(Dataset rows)
▶

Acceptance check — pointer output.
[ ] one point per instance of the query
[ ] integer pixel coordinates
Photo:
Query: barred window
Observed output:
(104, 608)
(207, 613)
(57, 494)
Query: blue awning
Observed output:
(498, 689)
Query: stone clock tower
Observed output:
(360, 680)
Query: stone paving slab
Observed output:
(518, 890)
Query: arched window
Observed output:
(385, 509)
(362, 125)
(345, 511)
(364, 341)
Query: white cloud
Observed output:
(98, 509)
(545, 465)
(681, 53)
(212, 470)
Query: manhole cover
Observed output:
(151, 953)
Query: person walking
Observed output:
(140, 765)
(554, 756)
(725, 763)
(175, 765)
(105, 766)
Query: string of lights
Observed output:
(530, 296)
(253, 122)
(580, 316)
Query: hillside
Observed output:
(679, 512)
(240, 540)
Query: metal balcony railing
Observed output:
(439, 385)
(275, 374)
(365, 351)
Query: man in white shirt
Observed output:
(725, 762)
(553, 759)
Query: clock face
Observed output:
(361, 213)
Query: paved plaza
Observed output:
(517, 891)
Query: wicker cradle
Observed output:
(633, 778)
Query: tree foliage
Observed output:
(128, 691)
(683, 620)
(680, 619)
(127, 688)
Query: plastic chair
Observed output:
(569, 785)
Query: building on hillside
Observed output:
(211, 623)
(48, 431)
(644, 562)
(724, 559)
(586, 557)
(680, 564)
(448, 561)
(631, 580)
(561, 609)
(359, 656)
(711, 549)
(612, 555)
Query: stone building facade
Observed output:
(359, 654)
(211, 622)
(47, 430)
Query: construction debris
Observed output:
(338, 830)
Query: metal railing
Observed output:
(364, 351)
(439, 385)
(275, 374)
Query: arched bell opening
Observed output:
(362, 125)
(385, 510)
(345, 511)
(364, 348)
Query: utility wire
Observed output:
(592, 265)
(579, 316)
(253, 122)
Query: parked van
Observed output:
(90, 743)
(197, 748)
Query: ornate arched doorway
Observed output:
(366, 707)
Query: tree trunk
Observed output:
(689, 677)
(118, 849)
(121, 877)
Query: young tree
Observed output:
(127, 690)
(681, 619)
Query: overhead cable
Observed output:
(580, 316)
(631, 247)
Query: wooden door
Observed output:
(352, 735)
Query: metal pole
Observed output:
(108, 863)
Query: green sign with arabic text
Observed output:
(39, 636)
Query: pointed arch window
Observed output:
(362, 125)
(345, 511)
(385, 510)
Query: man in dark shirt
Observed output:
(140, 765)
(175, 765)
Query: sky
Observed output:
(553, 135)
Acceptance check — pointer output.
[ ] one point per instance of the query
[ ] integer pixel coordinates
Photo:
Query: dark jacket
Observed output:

◀

= GOAL =
Can you update the data above so that every "Observed output" becomes "Returned points", with everything else left unchanged?

= ANSWER TO THIS EXERCISE =
Acceptance check — pointer output.
[ ] one point per instance of the query
[ ] integer pixel coordinates
Photo:
Query: barred window
Returned points:
(104, 608)
(207, 613)
(57, 494)
Query: blue awning
Returned points:
(498, 689)
Query: stone clock tower
Returned points:
(360, 680)
Query: stone paving slab
Returned points:
(518, 890)
Query: arched window
Returned points:
(385, 509)
(362, 125)
(345, 511)
(364, 341)
Query: white cloud
Returned points:
(98, 509)
(545, 465)
(681, 53)
(212, 470)
Query: manhole cover
Returned points:
(151, 953)
Query: person walking
Returned points:
(140, 765)
(554, 756)
(725, 763)
(175, 765)
(105, 766)
Query: string of lights
Returned points:
(530, 296)
(253, 122)
(580, 316)
Query: hillside
Returned points:
(679, 512)
(240, 540)
Query: metal balcony railing
Returned points:
(439, 385)
(275, 374)
(365, 351)
Query: man in white shirt
Returned points:
(725, 762)
(553, 759)
Query: clock face
Returned points:
(361, 213)
Query: paved plaza
Returned points:
(517, 891)
Query: wicker cradle
Returned points:
(633, 778)
Query: tree foliage
Returned points:
(128, 691)
(683, 620)
(680, 619)
(127, 688)
Query: plastic chair
Returned points:
(569, 785)
Query: building on hillside
Returned points:
(211, 623)
(48, 431)
(644, 562)
(724, 559)
(586, 557)
(680, 564)
(448, 561)
(631, 580)
(561, 609)
(359, 656)
(711, 549)
(612, 555)
Query: stone building facade
Returned points:
(359, 654)
(211, 622)
(47, 430)
Query: construction debris
Returned points:
(338, 830)
Query: metal railing
Returned points:
(364, 351)
(439, 385)
(275, 374)
Query: arched bell opening
Returned points:
(362, 125)
(385, 510)
(345, 511)
(364, 348)
Query: utility wire
Returned points:
(592, 265)
(579, 316)
(253, 122)
Query: parked van
Returned points:
(90, 743)
(197, 748)
Query: ornate arched doorway
Returned points:
(366, 707)
Query: tree trunk
Returned points:
(689, 677)
(118, 849)
(121, 877)
Query: young tree
Returned points:
(127, 690)
(681, 619)
Query: overhead cable
Returned points:
(580, 316)
(631, 247)
Query: wooden door
Returned points:
(352, 735)
Query: metal pole
Returned points:
(108, 863)
Query: green sign with arabic text
Returned points:
(39, 636)
Query: pointed arch window
Returned points:
(362, 125)
(345, 511)
(385, 510)
Query: man in dark shirt
Returned points:
(140, 765)
(175, 765)
Query: sky
Returned points:
(553, 135)
Acceptance check — pointer output.
[ ] one point per instance of the query
[ ] integer pixel coordinates
Photo:
Query: dark jacket
Returned points:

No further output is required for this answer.